Drei Tage nach dem Mauerfall findet am 12. November 1989 in der Deutschlandhalle das "Konzert für Berlin" statt. Mit dabei sind Nina Hagen, BAP, Silly und Joe Cocker, der extra seine Tournee unterbricht. Im Publikum ist rbb-Moderator Andreas Ulrich.

rbb: Andreas Ulrich, Sie waren vor 35 Jahren beim "Konzert für Berlin" in der Deutschlandhalle im Westteil der Stadt. Welche Bedeutung hatte das?

Andreas Ulrich: Drei Tage nach dem Mauerfall bin ich über den damals frisch eröffneten Grenzübergang Potsdamer Platz mit dem Trabi und zwei Kollegen getuckert. Wir drei wollten zum "Konzert für Berlin". Das war ein Mammutkonzert. Die Deutschlandhalle war damals West-Berlins wichtigste Konzerthalle. Es startete um 13 Uhr ging bis Mitternacht.

Wer ist alles aufgetreten?

Es waren alle da, die damals in Deutschland, Ost und West, etwas zu sagen hatten in der Musik: BAP mit Wolfgang Niedecken, Die Toten Hosen, Udo Lindenberg, Ulla Meinecke, Nina Hagen, Joe Cocker ist extra eingeflogen von seiner Europatournee aus Dänemark.

Aus dem Osten waren Tamara Danz und Silly dabei und Pankow. Das war für Musikfans wie mich ein einziger Traum.

Wie konnte das Konzert so schnell organisiert werden?

Das haben unsere Vorgänger gemacht von "S-F-Beat", der Jugendsendung vom Sender Freies Berlin, SFB 2. Innerhalb von zwei Tagen wurden all diese Musikerinnen und Musiker zusammengeholt, die Halle wurde klar gemacht. Das Konzert wurde live im Radio übertragen. Dummerweise hat das Fernsehen vom SFB damals seine Kameras schon verplant gehabt. Die standen nämlich am Potsdamer Platz in der Philharmonie, weil dort ein Konzert gefilmt wurde. Deswegen gibt es leider keinen Fernsehmitschnitt von damals.

Hinter der Bühne in der Deutschlandhalle sitzen am 12.11.1989 Tamara Danz, Udo Lindenberg und Joe Cocker (v.l.n.r.) am Tisch (Quelle: imago images/BRIGANI-ART)Drei Tage nach dem Fall der Mauer sitzen Tamara Danz, Sängerin der Ost-Band Silly, Udo Lindenberg und Joe Cocker an einem Tisch.

Was ist Ihnen von diesem "Konzert für Berlin" in Erinnerung geblieben als junger Reporter von DT64, dem Jugendprogramm des DDR-Rundfunks?

» **Aufgaben**:
A. Schreiben Sie aus dem Interview zum „Konzert für Berlin“ den Abschnitt ab, der mit „Aus dem Osten“ beginnt und mit „schnell organisiert werden?“ endet.
B. Setzen Sie das Interview zum „Konzert für Berlin“ im Anschluss an seinen letzten Satz fort.

» **Entnommenes Material**:

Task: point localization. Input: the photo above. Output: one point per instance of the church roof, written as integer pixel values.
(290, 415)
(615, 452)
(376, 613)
==
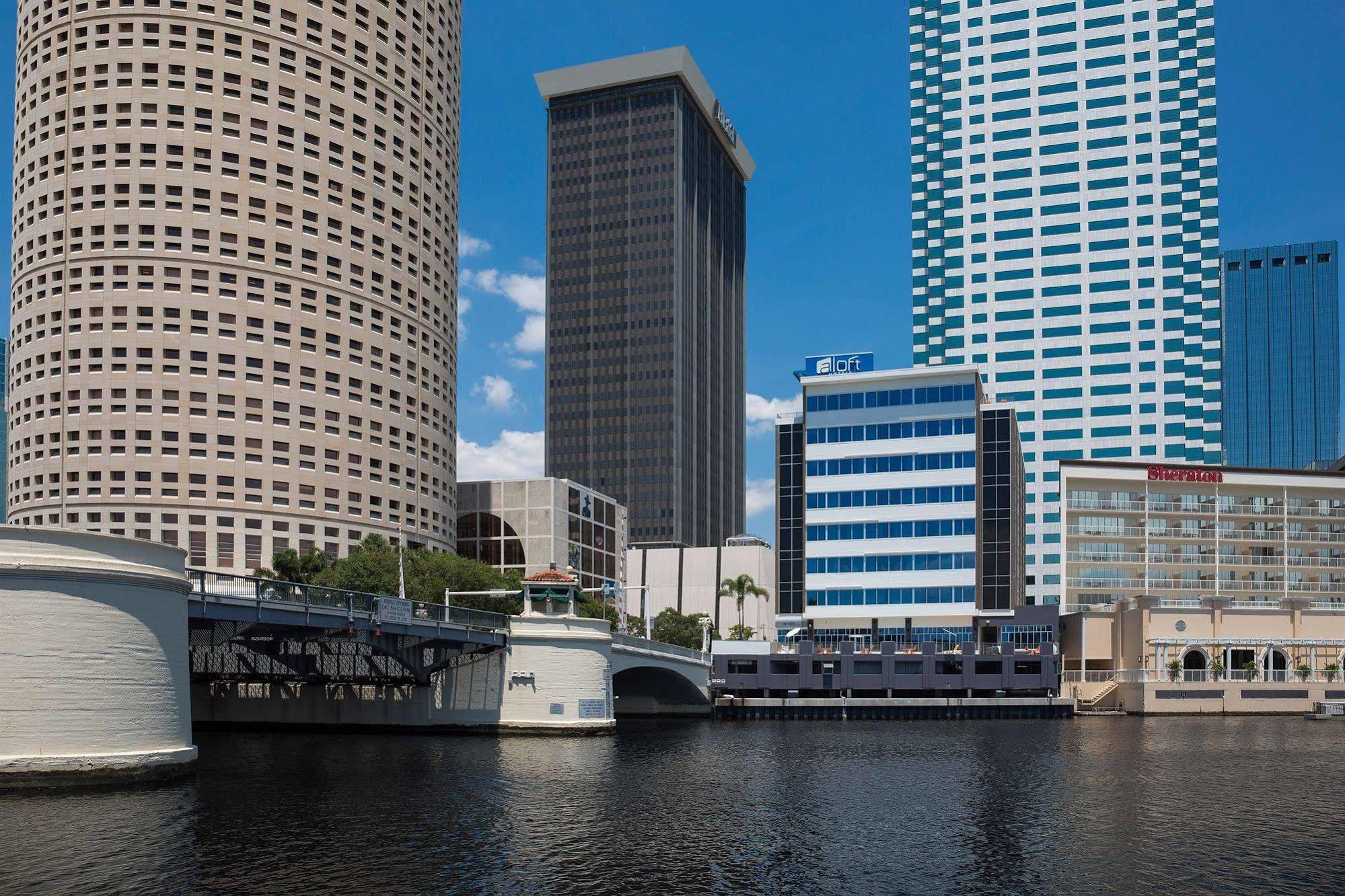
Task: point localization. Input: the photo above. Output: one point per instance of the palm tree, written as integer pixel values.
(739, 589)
---
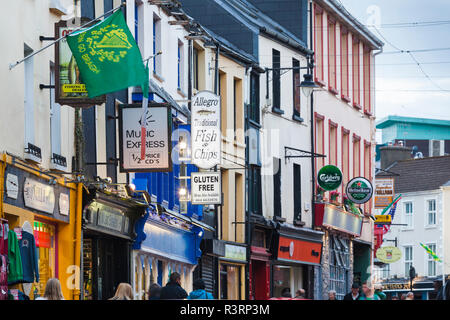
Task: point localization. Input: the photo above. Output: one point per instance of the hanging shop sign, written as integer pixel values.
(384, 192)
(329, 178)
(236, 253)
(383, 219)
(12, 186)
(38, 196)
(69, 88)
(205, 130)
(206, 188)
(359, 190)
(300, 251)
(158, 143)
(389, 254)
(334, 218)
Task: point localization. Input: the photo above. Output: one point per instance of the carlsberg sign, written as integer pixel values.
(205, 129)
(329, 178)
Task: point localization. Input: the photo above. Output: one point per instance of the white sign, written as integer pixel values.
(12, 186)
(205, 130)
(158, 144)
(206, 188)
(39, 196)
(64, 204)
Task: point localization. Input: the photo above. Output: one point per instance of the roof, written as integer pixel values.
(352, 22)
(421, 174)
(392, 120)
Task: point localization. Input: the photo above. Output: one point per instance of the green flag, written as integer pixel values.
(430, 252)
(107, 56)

» **Die Antworten**:
A.
Aus dem Osten waren Tamara Danz und Silly dabei und Pankow. Das war für Musikfans wie mich ein einziger Traum.

Wie konnte das Konzert so schnell organisiert werden?

B.
Das war die große Freude, das war das große Glück. Da haben 10.000 Leute, insgesamt waren den Tag über wohl 50.000 Leute da, mitgesungen. Ich habe hinter der Bühne zum Beispiel Nina Hagen getroffen. Ich habe sie gefragt, was sie dazu sagt, dass ihre Landsleute im Osten in den letzten Wochen eine friedliche Revolution auf die Beine gestellt haben.

"Die Ostdeutschen haben gezeigt, dass wir zusammen stark sind. Wenn wir vereint sind, sind wir stark", antwortete sie mir auf englisch, weil auch eine englische Reporterin dazu kam.

Udo Lindenberg erzählte mir, bevor er auf die Bühne ging, dass er sein Lied "Sonderzug nach Pankow" an dem Tag schnell noch umgetextet hatte:

Entschuldigen Sie, ist das der Sonderzug aus Pankow?
Wir müssen mal eben nach West-Berlin.
Man glaubt es ja kaum, es ist ja alles wie ein schöner Traum.
Wir haben eine Flasche Cognac mit und das schmeckt sehr lecker.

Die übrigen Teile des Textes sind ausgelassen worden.